■ **COMPLETE THE FOLLOWING**:
1. In the passage about William Sidis, how much money did he have in his bank account when he died?
2. Reproduce the passage about William Sidis from "Sidis suffered from" up to and including "as an adult?".

■ **DOCUMENT SECTION**:
Involuntary Public Figures. After losing his privacy suit against the
New Yorker, Sidis sued it for libel for the false information in the story.
Among his charges, he claimed that a reader of the article would think
that he was a reprehensible character, disloyal to his country, a
loathsome and filthy person in personal habits, suffered a mental
breakdown, and was a fool, who lived in misery and poverty. The New
Yorker settled this case out of court for a small amount of money, which
Wallace estimates in her biography of Sidis at between $500 and $600.
Sidis suffered from high blood pressure, and, approximately three
months after receiving the settlement from the New Yorker, on July 17,
1944, he died from a cerebral hemorrhage and pneumonia. He was 46
years old and had $652.81 in his bank account.
The life of William Sidis illustrates a man profoundly disturbed by
being thrust by his parents into the limelight as a child and by the
media hounding him. He tried to spend his adult life fleeing from being
the focus of any public attention. If he had been an involuntary public
figure in the past, should this affect whether he should be able to retreat
from the public eye in the future? Does it matter that he became a
public figure as a child, that is, that he did not voluntarily choose this
status as an adult?

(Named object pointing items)
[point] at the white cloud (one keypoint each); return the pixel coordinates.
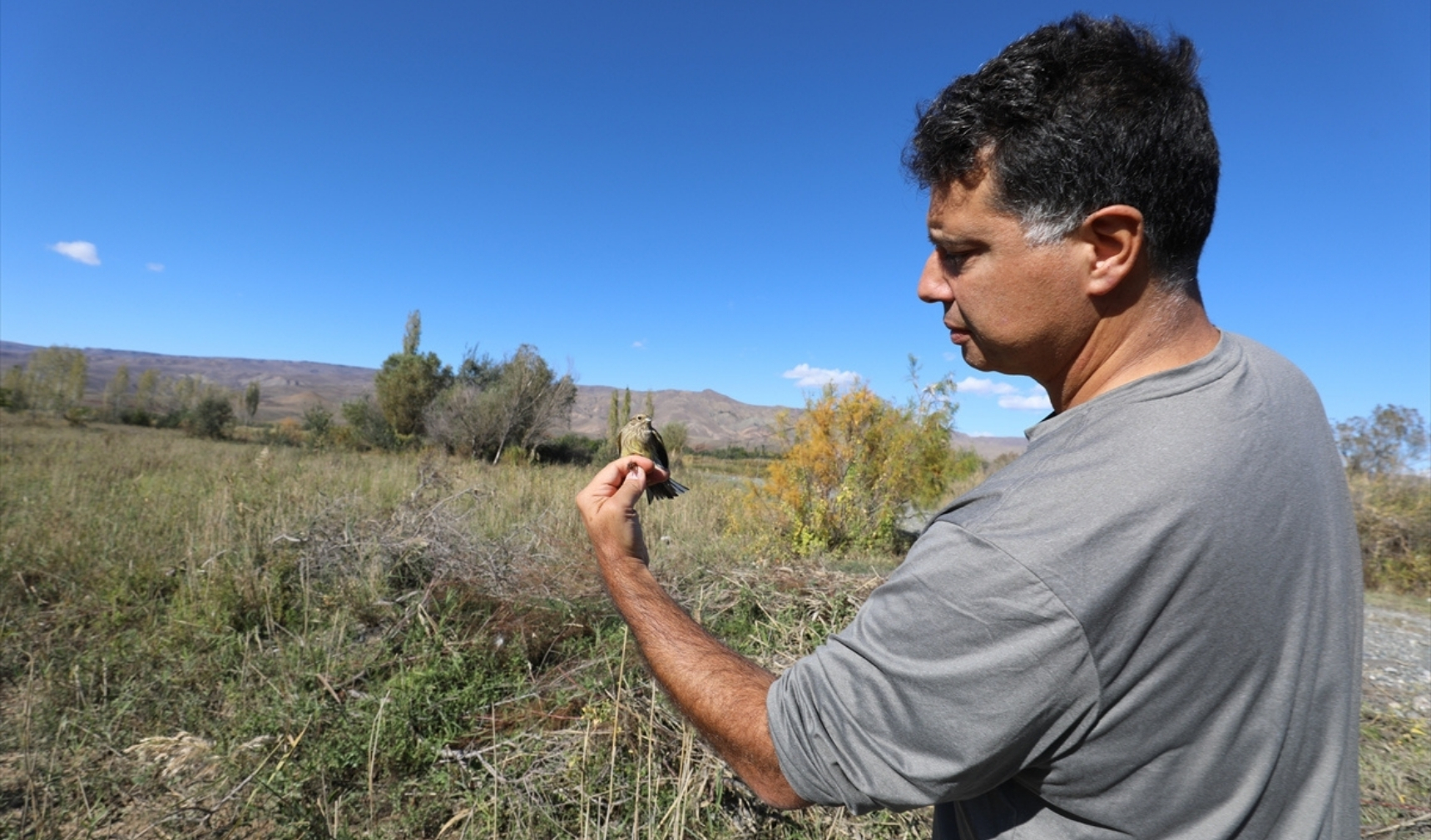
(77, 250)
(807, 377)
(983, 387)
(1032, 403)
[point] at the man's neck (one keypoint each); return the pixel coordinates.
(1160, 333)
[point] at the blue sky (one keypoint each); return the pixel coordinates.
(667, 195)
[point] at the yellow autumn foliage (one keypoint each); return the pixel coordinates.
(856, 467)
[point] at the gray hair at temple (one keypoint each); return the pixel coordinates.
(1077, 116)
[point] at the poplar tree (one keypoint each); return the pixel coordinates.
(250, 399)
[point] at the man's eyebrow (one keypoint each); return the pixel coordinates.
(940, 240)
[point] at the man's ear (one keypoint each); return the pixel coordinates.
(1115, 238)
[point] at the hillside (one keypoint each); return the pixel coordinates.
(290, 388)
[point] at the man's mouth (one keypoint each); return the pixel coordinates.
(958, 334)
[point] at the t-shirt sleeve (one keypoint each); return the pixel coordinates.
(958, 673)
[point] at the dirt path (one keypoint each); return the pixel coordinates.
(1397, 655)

...

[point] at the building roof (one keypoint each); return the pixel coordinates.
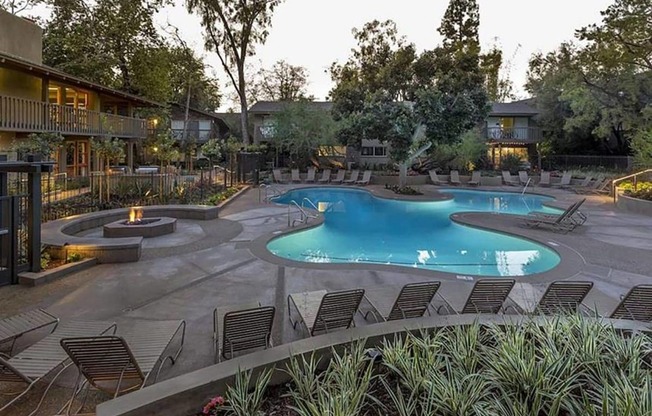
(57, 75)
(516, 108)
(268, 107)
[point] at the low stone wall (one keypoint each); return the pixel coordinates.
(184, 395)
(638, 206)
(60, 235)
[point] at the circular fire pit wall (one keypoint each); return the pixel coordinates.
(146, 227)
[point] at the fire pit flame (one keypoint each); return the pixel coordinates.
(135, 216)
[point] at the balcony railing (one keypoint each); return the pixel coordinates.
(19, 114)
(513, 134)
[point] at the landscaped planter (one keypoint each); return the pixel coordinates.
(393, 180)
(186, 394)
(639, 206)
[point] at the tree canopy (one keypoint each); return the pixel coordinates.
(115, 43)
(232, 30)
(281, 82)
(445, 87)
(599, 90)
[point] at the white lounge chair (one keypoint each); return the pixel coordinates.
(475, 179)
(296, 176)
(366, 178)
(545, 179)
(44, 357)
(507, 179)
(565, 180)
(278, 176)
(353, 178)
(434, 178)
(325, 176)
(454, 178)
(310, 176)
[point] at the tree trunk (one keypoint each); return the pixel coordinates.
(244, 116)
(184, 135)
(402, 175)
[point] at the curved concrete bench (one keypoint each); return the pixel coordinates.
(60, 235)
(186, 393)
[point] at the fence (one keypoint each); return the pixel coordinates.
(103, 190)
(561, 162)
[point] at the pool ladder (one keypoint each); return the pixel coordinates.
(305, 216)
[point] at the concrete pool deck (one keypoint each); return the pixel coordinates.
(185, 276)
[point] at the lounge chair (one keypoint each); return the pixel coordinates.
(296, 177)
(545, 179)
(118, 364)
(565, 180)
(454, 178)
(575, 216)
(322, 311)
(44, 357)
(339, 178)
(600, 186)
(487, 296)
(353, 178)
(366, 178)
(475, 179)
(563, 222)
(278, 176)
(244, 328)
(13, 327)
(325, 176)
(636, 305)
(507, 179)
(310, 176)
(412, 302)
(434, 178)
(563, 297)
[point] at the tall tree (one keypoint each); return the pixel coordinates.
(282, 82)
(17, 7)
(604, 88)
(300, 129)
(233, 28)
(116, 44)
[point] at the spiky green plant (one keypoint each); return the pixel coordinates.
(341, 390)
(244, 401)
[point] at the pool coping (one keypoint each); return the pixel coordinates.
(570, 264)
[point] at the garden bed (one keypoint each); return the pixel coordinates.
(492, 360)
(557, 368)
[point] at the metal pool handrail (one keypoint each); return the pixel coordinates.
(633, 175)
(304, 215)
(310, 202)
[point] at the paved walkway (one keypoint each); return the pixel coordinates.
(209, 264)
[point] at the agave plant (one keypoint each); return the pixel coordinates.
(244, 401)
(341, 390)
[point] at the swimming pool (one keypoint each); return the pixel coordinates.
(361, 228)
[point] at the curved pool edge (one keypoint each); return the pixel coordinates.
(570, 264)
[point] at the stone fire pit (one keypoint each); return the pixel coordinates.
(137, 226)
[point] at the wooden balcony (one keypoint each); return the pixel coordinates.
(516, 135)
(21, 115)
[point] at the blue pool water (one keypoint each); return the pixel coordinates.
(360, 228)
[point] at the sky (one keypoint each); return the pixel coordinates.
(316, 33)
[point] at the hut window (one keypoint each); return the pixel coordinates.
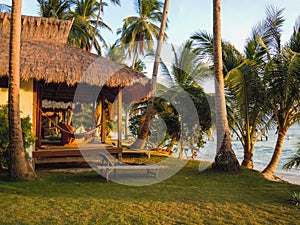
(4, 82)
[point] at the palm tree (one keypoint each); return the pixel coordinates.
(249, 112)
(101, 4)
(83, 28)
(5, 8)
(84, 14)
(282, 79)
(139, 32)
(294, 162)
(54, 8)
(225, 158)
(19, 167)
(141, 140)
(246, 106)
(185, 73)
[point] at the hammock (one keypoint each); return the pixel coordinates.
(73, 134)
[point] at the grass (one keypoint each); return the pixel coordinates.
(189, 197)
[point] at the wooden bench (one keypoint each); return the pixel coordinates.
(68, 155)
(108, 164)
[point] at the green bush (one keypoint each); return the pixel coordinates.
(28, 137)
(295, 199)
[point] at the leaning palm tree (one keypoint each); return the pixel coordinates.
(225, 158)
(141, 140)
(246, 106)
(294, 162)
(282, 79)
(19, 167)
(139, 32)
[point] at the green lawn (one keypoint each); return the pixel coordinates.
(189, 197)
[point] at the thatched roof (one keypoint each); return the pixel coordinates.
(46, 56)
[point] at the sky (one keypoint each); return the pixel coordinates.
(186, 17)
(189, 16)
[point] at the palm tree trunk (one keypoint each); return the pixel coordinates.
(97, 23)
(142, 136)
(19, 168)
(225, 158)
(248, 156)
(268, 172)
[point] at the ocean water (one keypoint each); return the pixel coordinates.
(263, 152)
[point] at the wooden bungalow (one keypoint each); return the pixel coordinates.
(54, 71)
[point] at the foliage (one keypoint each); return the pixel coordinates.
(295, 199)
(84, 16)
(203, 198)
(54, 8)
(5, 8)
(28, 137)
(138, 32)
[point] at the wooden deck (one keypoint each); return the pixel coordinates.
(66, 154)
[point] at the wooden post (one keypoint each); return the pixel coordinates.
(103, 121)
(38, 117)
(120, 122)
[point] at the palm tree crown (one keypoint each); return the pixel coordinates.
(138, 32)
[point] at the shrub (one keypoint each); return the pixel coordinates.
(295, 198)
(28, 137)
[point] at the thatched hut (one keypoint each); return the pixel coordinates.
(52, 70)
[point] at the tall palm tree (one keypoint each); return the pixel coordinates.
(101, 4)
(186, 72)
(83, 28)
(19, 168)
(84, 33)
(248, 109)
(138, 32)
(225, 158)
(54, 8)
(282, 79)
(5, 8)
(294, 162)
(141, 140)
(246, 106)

■ **TASK RESULTS**:
1. $652.81

2.
Sidis suffered from high blood pressure, and, approximately three
months after receiving the settlement from the New Yorker, on July 17,
1944, he died from a cerebral hemorrhage and pneumonia. He was 46
years old and had $652.81 in his bank account.
The life of William Sidis illustrates a man profoundly disturbed by
being thrust by his parents into the limelight as a child and by the
media hounding him. He tried to spend his adult life fleeing from being
the focus of any public attention. If he had been an involuntary public
figure in the past, should this affect whether he should be able to retreat
from the public eye in the future? Does it matter that he became a
public figure as a child, that is, that he did not voluntarily choose this
status as an adult?